PAGE EXCERPT ->
#####

Ποιειν Και Πραττειν - create and do

Literature, Identity and Discourse by Bart Verschaffel

In this brief survey I will reflect on the ways in which different European cultures exist in relation to each other and appear for one another. I base this comment on my experiences with Antwerp 93, the project that made Antwerp Cultural Capital of Europe for the period of one year. As you know, the idea to instal: a Cultural Capital was originally Greek. Melina Mercouri argued that in a united Europe, where almost everything is based on business relationships and where there is little interest in culture, this manifestation would be able to show and therefore solidify the diversity of European culture. Within this initial and more or less official context of the Cultural Capital project, Antwerp 93 would have considered putting Antwerp and/or Flanders on the map as its main objective (or, if not, as its main effect). Let us show ourselves with appropriate pride to Europe and world for it is important that the world should see us.

But it seems we have a problem. Europe does not see or listen, hardly any one interested and the hall seems to be almost empty. Let me make myself clear on the basis of one anecdote and one observation.

The theme of the opening weekend of Antwerp 93 was "Occupied City". Occupied City stood as a metaphor for the things that were going to happen in Antwerp during 93: Art was an alien force that would temporarily occupy the city, welcomed by some, hardly tolerated by others. Occupied City is also the title of one of Paul Van Ostaijens' most important poetry volumes. The poems written by the Antwerp and Flemish poet focus upon the German army occupation of Antwerp during World War I. Van Ostaijen is considered one of our best poets, the quality of his poetry is on an international level and he is a key figure for the earliest expressions of modernism in Flanders. He was a city poet and a free mind during a period of time in which most of Flemish culture still roamed in villages and was heavily controlled by rural Catholicism. This is why the Antwerp 93 opening weekend was also meant as a tribute to Van Ostaijen and was therefore presented in such a way. A couple of weeks before the opening, we (at the Discourse & Literature department of Antwerp 93) received a call from the BBC World Service - surely not to be considered as just another amateuristic free radio station - and we were asked whether we could arrange an interview with Paul Van Ostaijen. Unfortunately this man died back in 1928. Well, that sure brought our feet firmly back on the ground. Nobody knows what is happening in Flanders, no foreigner has even the slightest idea of what is going on here. Apparently - and this has been duly noted during 1993 - Flanders, as a more or less coherent cultural field with its traditions and its canon of artists and writers of European or world wide stature (or that's at least what we sometimes think), does almost not exist in Europe. Ask anyone initiated in culture in France, Spain, Denmark or Greece, names of Flemish poets or authors, artists or intellectuals, and almost nobody will come up with one name. And this while it is relatively easy to communicate names. If someone like Paul Van Ostaijen is world famous in Flanders only, where do you begin when you have to acquaint people with something so complex and difficult as a tradition, a context, a culture?

#####

MATERIAL ->
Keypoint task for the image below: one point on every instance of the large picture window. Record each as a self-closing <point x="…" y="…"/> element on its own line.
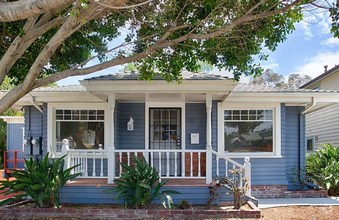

#####

WHAT THIS EXERCISE ASKS ->
1. Answer from the Antwerp 93 essay:
(a) Who argued that a Cultural Capital could show the diversity of European culture?
(b) What was the theme of the Antwerp 93 opening weekend?
(c) In what year did Paul Van Ostaijen die?
2. Carry on the Antwerp 93 essay, picking up right after its final sentence.

THE ANSWERS ->
1.
(a) Melina Mercouri
(b) "Occupied City"
(c) 1928

2.
After the anecdote, the observation

Antwerp 93 has had an efficiently working press service. The budget for communication was small (around 100 million Belgian francs, a little bit more than 10% of the overall budget) so hardly any publicity space could be bought. There has been a massive investment in the press that ultimately had to result in a lot of free publicity. And this strategy worked; we had more than ten thousand articles and reportages, radio and television programs. The head of the city tourist service estimated the commercial value of all this press coverage around 1 billion Belgian francs - which is more than the entire budget of Antwerp 93. There were around twenty television reports made by TV stations of neighbouring countries like Japan, Finland and Spain brought their TV crews over. When you have a look at these twenty tv reports, made by people from different background and culture, you have to conclude that they made more or less the same film. If you have seen one, you have seen them all. The same images, the same items: the cathedral, the market-place, the cosy bars, the mayor, Rubens, colour, sumptuous women, the river Scheldt and the Antwerp-based fascist party Vlaams Blok (Flemish bloc). What goes for the tv reports goes, on a smaller scale, for the written reports. The latter medium offers more space for individuality and this could be noted in the reports. But the overall conformity remains frightening. In all cases the central part of what is being communicated as a City that coincides with a couple of city views and clichιs controlled by the tourist industry for several decades. "Flemish culture" and / or "the cultural happening" Antwerp 93, being an artistic project with a highly proliferated identity and a clear-cut commitment regarding cultural policy, has hardly been made public. Conclusion: the press industry and the way in which the public domain exists and receives coverage, is not able (unless on a marginal level) to communicate culture from an intellectually interesting point of view while remaining in touch with the subject.

So what now? It is too easy for a small culture to feel unappreciated, to accuse the larger cultures of indifference, or to criticize the media on a global level. Instead, we have to think about what we can want for ourselves or for the culture in which we live, and what we really want and how much self-deception lies hidden in this desire.

Is it really that bad that the BBC and almost anyone outside of Flanders has no idea who Van Ostaijen is? Can we or must we be hurt in our cultural pride? Is it really bad that there are only clichιs about Flanders and that is impossible, unless you are a 'star', to receive the attention created and supported by the media? Considering the self involvement of the larger cultures and the way the media works, what does this urge to become better known, to promote one's own culture - art, literature - signify?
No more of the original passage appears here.